What to work on: Render all of the material below as a numbered list, one entry per line, and leave out any blank lines.
--- --- ---
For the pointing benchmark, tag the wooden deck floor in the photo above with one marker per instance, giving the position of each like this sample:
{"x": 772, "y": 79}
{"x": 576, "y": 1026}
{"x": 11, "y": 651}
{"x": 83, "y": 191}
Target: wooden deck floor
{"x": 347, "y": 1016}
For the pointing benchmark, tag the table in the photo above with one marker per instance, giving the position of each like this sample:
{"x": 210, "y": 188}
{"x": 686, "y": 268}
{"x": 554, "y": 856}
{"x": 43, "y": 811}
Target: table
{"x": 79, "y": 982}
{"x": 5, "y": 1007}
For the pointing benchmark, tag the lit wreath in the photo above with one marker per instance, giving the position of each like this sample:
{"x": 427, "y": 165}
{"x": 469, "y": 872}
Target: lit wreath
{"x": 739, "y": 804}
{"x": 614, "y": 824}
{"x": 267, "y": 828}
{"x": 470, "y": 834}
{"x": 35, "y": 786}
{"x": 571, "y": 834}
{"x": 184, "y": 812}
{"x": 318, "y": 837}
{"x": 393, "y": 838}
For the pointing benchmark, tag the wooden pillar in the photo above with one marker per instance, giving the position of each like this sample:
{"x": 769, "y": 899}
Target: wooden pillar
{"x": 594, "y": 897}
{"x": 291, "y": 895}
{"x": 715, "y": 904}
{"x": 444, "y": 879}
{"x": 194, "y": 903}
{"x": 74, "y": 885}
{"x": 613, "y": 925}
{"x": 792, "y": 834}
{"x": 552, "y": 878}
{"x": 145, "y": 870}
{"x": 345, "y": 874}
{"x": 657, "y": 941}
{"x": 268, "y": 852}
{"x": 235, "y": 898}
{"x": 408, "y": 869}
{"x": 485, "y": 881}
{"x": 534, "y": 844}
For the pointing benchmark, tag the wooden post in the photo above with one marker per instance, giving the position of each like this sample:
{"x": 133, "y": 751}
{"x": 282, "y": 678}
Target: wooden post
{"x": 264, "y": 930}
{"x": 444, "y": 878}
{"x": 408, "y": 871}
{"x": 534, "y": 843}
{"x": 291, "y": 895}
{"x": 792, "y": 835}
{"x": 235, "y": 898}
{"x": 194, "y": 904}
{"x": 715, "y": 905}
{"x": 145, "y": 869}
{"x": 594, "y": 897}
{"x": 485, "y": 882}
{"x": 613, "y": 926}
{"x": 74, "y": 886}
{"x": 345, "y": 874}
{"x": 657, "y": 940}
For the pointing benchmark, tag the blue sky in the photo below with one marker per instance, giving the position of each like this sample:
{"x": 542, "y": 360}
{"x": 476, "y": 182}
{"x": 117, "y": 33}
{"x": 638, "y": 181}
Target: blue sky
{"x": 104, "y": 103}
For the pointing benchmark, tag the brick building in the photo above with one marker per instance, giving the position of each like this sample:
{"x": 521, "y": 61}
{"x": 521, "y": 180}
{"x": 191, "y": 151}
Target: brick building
--- --- ---
Written solution:
1. For the pointing benchmark, tag the wooden deck floor in the photo above with one marker per instance, giving the position of each like this sample:
2. {"x": 772, "y": 79}
3. {"x": 576, "y": 1026}
4. {"x": 11, "y": 651}
5. {"x": 83, "y": 191}
6. Target: wooden deck floor
7. {"x": 347, "y": 1016}
8. For the pointing benchmark, tag the table in the photo above with one marker per instance, giving the position of each like this sample:
9. {"x": 210, "y": 188}
10. {"x": 686, "y": 268}
11. {"x": 554, "y": 856}
12. {"x": 43, "y": 811}
13. Target: table
14. {"x": 79, "y": 982}
15. {"x": 5, "y": 1007}
16. For the pointing benchmark, tag the lit wreath in the photo above with one marker per instance, giving the position of each like this sample:
17. {"x": 427, "y": 165}
18. {"x": 469, "y": 872}
19. Target: lit wreath
20. {"x": 739, "y": 804}
21. {"x": 614, "y": 824}
22. {"x": 267, "y": 828}
23. {"x": 470, "y": 834}
24. {"x": 35, "y": 786}
25. {"x": 571, "y": 834}
26. {"x": 184, "y": 812}
27. {"x": 318, "y": 837}
28. {"x": 393, "y": 838}
29. For the pointing benchmark, tag the wooden pillar in the photo above with one marker per instance, giving the position of each like this sample:
30. {"x": 769, "y": 899}
31. Target: wooden pillar
32. {"x": 594, "y": 897}
33. {"x": 291, "y": 895}
34. {"x": 715, "y": 904}
35. {"x": 444, "y": 879}
36. {"x": 194, "y": 903}
37. {"x": 74, "y": 885}
38. {"x": 613, "y": 925}
39. {"x": 792, "y": 834}
40. {"x": 552, "y": 878}
41. {"x": 145, "y": 870}
42. {"x": 345, "y": 874}
43. {"x": 657, "y": 941}
44. {"x": 268, "y": 852}
45. {"x": 235, "y": 898}
46. {"x": 408, "y": 869}
47. {"x": 485, "y": 881}
48. {"x": 534, "y": 844}
49. For the pointing benchmark, tag the wooden post in the photo above with one marker per instance, giving the position of each like this sample:
50. {"x": 133, "y": 751}
51. {"x": 282, "y": 678}
52. Target: wooden post
53. {"x": 264, "y": 930}
54. {"x": 444, "y": 878}
55. {"x": 408, "y": 871}
56. {"x": 534, "y": 843}
57. {"x": 291, "y": 895}
58. {"x": 792, "y": 835}
59. {"x": 235, "y": 898}
60. {"x": 194, "y": 904}
61. {"x": 715, "y": 905}
62. {"x": 145, "y": 869}
63. {"x": 594, "y": 897}
64. {"x": 485, "y": 882}
65. {"x": 613, "y": 926}
66. {"x": 74, "y": 886}
67. {"x": 345, "y": 874}
68. {"x": 657, "y": 940}
69. For the pointing benchmark, tag the blue sky in the photo below with one marker per instance, giving the position of each like this sample:
70. {"x": 542, "y": 360}
71. {"x": 476, "y": 182}
72. {"x": 117, "y": 33}
73. {"x": 638, "y": 181}
74. Target: blue sky
75. {"x": 104, "y": 103}
76. For the pointing benchmark, tag the brick building in the photo above with one marker per instance, giving the position of each like this sample:
77. {"x": 521, "y": 61}
78. {"x": 521, "y": 180}
79. {"x": 191, "y": 151}
80. Target: brick building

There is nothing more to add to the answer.